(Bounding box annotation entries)

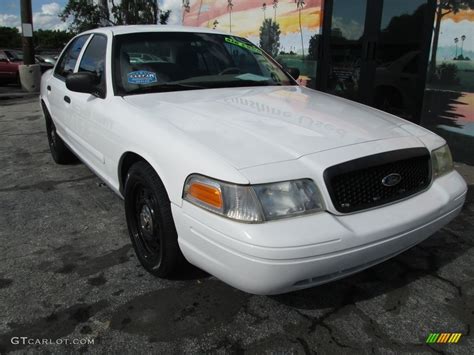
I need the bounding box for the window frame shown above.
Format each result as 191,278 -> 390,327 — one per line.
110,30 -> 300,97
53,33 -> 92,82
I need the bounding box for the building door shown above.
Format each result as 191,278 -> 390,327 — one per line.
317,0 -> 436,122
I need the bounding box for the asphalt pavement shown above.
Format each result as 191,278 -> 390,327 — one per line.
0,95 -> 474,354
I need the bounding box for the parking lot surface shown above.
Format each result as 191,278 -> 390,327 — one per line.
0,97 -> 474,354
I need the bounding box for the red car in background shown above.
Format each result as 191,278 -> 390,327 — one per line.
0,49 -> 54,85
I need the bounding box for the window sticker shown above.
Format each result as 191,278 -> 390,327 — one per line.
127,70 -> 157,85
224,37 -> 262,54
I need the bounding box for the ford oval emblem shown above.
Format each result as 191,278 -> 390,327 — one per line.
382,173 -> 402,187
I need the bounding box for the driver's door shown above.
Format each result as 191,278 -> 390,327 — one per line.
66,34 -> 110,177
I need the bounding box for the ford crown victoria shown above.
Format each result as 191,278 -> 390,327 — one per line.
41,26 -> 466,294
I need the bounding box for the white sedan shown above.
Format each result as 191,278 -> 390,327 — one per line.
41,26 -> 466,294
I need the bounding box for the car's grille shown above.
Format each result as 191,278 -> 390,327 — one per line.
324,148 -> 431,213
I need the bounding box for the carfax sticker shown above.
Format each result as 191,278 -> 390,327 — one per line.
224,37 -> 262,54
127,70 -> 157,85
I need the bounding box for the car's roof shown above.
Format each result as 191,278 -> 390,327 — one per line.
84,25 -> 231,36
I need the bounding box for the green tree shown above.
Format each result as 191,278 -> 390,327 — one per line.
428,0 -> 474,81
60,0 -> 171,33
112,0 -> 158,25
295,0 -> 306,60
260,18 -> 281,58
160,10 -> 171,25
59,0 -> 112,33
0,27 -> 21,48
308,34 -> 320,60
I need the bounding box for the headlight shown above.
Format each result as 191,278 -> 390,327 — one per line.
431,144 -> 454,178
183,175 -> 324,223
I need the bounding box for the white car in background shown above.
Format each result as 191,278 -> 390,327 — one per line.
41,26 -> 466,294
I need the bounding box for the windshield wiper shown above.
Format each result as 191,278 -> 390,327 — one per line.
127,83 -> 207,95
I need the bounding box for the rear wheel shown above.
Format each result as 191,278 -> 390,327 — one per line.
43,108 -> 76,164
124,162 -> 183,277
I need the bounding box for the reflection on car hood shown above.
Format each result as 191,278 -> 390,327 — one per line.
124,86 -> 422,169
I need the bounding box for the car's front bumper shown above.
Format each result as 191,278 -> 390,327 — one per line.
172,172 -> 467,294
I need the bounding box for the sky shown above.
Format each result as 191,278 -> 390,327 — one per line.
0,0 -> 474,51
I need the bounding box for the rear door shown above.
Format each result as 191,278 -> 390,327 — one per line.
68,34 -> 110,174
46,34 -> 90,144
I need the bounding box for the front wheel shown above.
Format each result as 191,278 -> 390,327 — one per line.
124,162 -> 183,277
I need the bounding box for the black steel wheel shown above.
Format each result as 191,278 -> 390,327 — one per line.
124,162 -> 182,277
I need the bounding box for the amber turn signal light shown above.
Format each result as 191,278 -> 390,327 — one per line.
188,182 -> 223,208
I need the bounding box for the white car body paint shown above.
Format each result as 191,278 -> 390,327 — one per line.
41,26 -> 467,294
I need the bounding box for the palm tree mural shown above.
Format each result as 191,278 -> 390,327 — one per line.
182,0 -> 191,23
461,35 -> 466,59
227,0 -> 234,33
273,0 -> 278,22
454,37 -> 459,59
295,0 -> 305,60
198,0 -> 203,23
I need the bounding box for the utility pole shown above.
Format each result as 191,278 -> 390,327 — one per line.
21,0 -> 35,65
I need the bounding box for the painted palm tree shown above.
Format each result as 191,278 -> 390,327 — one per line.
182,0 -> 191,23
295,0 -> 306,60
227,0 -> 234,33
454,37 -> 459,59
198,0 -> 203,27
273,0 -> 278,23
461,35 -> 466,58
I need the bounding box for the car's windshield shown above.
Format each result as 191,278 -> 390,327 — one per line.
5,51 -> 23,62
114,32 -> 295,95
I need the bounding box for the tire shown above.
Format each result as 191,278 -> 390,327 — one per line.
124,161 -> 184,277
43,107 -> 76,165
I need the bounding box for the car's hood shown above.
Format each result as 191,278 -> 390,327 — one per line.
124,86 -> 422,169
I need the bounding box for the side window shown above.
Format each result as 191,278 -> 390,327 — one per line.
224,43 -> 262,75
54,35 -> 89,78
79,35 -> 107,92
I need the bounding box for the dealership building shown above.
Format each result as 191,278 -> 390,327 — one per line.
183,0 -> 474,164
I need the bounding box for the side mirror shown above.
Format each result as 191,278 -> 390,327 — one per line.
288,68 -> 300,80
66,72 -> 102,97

# What is being asked:
Print the lines of the data above verbatim, starting at the line that contains "I need the bounding box for the windshield" and ending at the line that contains "21,0 -> 35,65", with both of those lines included.

# Exercise output:
I need the bounding box for the windshield wiper shown above.
Format each result as 191,278 -> 390,327 — one per line.
127,83 -> 207,95
I need the bounding box for the rear wheel shown above.
Format each result as 191,278 -> 390,327 — one per line.
43,108 -> 76,164
124,162 -> 183,277
I need the bounding box for the reflection on car hood shown above.
Format each result as 191,278 -> 390,327 — one per line.
124,86 -> 422,169
I need the bounding box for the car's front bumper shown above.
Format each result as 191,278 -> 390,327 — one per line.
172,172 -> 467,294
I need the bounding box for the sky shown above.
Format each result as 191,278 -> 390,327 — one per line.
0,0 -> 474,51
I need the bounding box for the rear door shown above.
Format each result as 191,278 -> 390,327 — one per line.
68,34 -> 110,174
46,34 -> 90,144
I need the bounding box for the front wheel shown above.
Format each result as 191,278 -> 390,327 — one per line.
124,162 -> 183,277
I need the bounding box for the black steel wheel shown above.
Format each result as 191,278 -> 390,327 — one per line.
124,162 -> 182,277
I need the bounding box for the amber turn signal light shown above.
Format each result as 191,278 -> 390,327 — one per line.
188,182 -> 223,208
I need the bounding box for the white car body paint shown above.
Format each result as 191,278 -> 390,327 — one per line.
41,26 -> 467,294
I need the bounding box for the palm tree mural shown above.
Format each result as 191,278 -> 390,327 — one per line.
182,0 -> 191,23
461,35 -> 466,59
227,0 -> 234,33
273,0 -> 278,22
454,37 -> 459,59
295,0 -> 305,60
198,0 -> 203,23
I need the bounding box for the utility pole shown above.
Format each result as 191,278 -> 390,327 — one per line.
21,0 -> 35,65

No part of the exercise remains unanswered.